▸ 本文
╔══

余計なモノを増やしたくないというきもちもありますが、私にとって、心が動かされたらそれは余計なモノではなく、必要なモノ。

それは、浪費ではなく、自分の目や心を養うために必要な自己投資です(と、お財布に言い訳しています。)

さて、新入りさんたちを紹介しましょう。

ぬぽーっとした顔の、木のくまさん
秋之野窯の「陶の家」シリーズ。
右の2つが今年お迎えしたもの。
こちらはnoterの志麻さん・ramさんが遊びにいらしたときにいただいたリース。
「趣味に合わなくても困らないように、季節のものにした」と、お二人は仰っていましたが、
とてもかわいいので、季節が過ぎても、ずっと飾っていたい。


お花を飾る

地元には、好きな花屋さんがあったのですが、引っ越してきてからは近くに花屋さんがないので、スーパーの生花コーナーでかわいい花を見かけたときに買っています。

立派な花束じゃなくても、立派な花器がなくとも(この写真は以前もお見せしましたが、焼き肉のタレの瓶です)、お花がそこにあるだけで、気持ちがシャンとします。

お花の写真をnoteに載せるとほめていただくことが多いので、草月流のいけばなを習っていたときに学んだ、お花を活けるコツを簡単にまとめてみます。

①お花の長さは、器の大きさの約2倍。
花の長さは、短すぎても、長すぎてもかっこ悪いので、家で器の長さにあわせて切ります。

②正面、横、後ろから見ても、きれいなように。
正面から見てきれいにするようにするのが基本ですが、後ろから見ておかしいと、前から見ても変です。すべてを前に傾けるのではなく、1本くらい(あまり目立たないもの)を後ろに向かせてあげるといいです。

③全部を活かさなくていい。
買ってきたお花は、もったいなくてすべてを活けてしまいそうになるのですが、それだと逆にすべてを台無しにしてしまいます。
傷んでいる葉っぱやお花は潔く切る、水に浸かる部分の葉っぱは取り除く、葉っぱが多すぎて花を隠してしまっていたらそれも切ってください。

もっと細かなルールがいろいろとあるのですが、好きなように楽しんで活けることも大事です。


生花は、傷んでしまう前に、水に浸かっていた部分を切って、吊るしておくとドライフラワーになります。ドライフラワーにしやすいのは、バラ、カーネーション、かすみ草や枝ものなど。
ドライフラワーを買うよりも、生花を楽しんでから、ドライフラワーにしたほうがお得ですよ。

╚══

▸ 課題
上の本文では、花を活けるとき、正面だけでなく後ろから見てもきれいに整えるようにと書かれています。その理由を本文の説明に沿って一、二文で答えてください。

▸ 使用データ
╔══

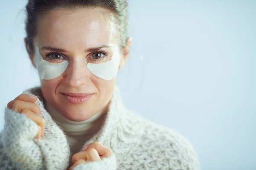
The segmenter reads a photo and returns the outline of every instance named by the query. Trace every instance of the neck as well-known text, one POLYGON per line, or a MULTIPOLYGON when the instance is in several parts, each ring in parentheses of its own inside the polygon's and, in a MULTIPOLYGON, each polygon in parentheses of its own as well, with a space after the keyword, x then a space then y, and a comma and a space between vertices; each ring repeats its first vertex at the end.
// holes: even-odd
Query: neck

╚══

▸ 解答例
後ろから見ておかしいと、前から見ても変に見えてしまうからです。